### Task to carry out
Please find every line in the records below that contains the word "parts" and copy each of those lines.

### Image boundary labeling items
★ ★ ★

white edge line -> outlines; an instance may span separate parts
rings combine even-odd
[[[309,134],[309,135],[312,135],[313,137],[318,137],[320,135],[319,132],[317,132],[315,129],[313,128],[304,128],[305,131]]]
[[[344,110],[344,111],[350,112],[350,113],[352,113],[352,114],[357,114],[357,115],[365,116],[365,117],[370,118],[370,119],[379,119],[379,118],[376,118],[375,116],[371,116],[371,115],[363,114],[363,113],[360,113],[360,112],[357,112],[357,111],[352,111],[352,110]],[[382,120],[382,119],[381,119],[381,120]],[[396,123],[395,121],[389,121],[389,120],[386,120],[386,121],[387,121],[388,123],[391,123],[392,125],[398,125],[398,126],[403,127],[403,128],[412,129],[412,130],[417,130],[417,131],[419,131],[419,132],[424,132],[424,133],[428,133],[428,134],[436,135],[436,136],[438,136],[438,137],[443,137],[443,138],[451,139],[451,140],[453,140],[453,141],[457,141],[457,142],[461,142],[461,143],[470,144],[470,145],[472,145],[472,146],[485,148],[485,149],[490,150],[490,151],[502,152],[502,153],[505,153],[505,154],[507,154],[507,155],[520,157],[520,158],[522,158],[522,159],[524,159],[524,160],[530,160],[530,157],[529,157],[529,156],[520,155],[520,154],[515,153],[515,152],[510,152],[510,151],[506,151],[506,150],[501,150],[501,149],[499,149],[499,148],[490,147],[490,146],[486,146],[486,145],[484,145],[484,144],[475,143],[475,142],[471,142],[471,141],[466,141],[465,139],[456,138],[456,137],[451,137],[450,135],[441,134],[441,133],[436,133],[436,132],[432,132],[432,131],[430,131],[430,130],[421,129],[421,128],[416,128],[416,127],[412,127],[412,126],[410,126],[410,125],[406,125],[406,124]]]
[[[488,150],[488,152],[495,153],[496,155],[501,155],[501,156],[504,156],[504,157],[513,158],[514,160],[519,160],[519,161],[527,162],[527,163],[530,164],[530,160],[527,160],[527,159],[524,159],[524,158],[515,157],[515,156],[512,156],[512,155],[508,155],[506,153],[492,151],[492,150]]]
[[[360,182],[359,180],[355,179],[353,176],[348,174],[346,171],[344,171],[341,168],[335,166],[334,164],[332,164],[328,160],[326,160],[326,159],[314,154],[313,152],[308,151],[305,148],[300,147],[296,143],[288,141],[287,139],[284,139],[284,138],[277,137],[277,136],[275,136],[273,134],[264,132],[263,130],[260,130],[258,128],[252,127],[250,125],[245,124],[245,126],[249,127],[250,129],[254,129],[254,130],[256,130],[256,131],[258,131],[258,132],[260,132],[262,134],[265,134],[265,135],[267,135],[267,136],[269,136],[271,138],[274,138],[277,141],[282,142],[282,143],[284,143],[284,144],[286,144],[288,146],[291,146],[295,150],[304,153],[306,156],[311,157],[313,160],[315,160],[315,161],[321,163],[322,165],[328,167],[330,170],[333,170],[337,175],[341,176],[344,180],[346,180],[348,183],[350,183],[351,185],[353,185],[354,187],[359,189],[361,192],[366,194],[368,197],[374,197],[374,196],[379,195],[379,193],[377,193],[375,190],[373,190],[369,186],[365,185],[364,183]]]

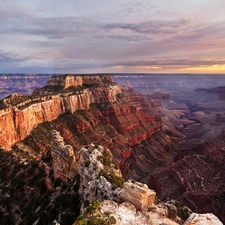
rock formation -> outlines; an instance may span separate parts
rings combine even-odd
[[[154,204],[155,195],[156,193],[153,190],[148,189],[146,184],[127,181],[123,185],[120,197],[124,201],[132,203],[136,209],[147,212]]]
[[[213,214],[192,213],[184,225],[223,225],[220,220]]]
[[[118,200],[119,198],[120,188],[124,180],[119,168],[108,155],[111,155],[108,149],[93,144],[80,151],[78,161],[79,192],[85,205],[95,200]]]
[[[101,80],[101,76],[97,77]],[[102,80],[106,79],[102,78]],[[70,81],[69,79],[65,85],[68,85]],[[44,97],[14,94],[2,100],[0,102],[0,146],[10,149],[16,142],[26,138],[37,125],[55,120],[63,113],[73,113],[78,109],[88,110],[91,103],[115,102],[116,95],[121,90],[110,81],[109,78],[107,85],[103,84],[103,87],[85,88],[78,92]]]
[[[74,155],[73,147],[65,145],[64,140],[59,132],[54,130],[53,144],[52,144],[52,165],[54,171],[54,178],[61,178],[64,181],[72,180],[76,174],[76,157]]]

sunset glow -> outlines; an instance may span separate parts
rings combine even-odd
[[[224,0],[2,1],[0,73],[225,74],[224,9]]]

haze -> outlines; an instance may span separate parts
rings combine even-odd
[[[224,0],[0,0],[0,73],[225,73]]]

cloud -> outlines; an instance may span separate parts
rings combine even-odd
[[[156,5],[147,2],[135,2],[135,3],[120,3],[121,7],[120,14],[130,15],[141,13],[143,11],[149,10],[150,8],[155,8]]]
[[[30,57],[22,56],[14,52],[5,52],[0,50],[0,62],[23,62],[29,60]]]
[[[141,23],[107,23],[101,26],[102,29],[130,30],[140,34],[174,34],[177,29],[184,28],[189,22],[186,19],[173,21],[149,20]]]

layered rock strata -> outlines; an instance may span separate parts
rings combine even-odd
[[[69,79],[65,87],[70,83]],[[110,85],[110,78],[108,83],[107,86],[85,88],[79,92],[44,97],[25,97],[14,94],[2,100],[0,102],[0,146],[10,149],[16,142],[27,137],[37,125],[55,120],[63,113],[88,110],[91,103],[115,102],[116,95],[121,90],[117,85]]]
[[[184,225],[223,225],[212,213],[197,214],[192,213]]]
[[[52,165],[54,178],[61,178],[64,181],[73,179],[77,174],[76,157],[73,147],[65,145],[65,142],[59,132],[54,130],[52,144]]]
[[[136,209],[147,212],[154,204],[155,195],[156,193],[150,190],[146,184],[127,181],[123,185],[120,197],[124,201],[132,203]]]

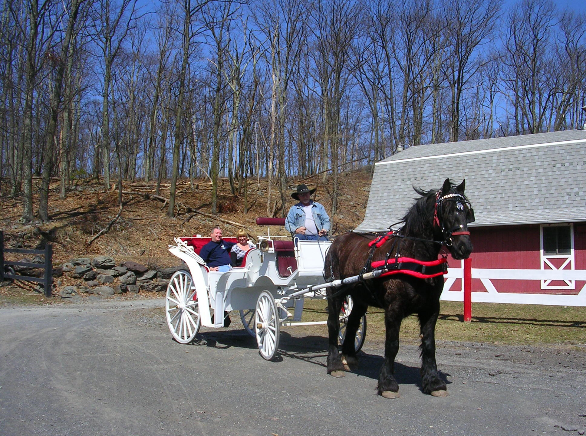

★ ★ ★

### Expected output
white edge line -> outlines; an instance may span separate parts
rock formation -> outlines; an instance may span separate parts
sunset glow -> outlines; an instance may span separate parts
haze -> outlines; an instance may span separate parts
cloud -> outlines; an instance may span separate parts
layered rock strata -> outlines; an instance may span separate parts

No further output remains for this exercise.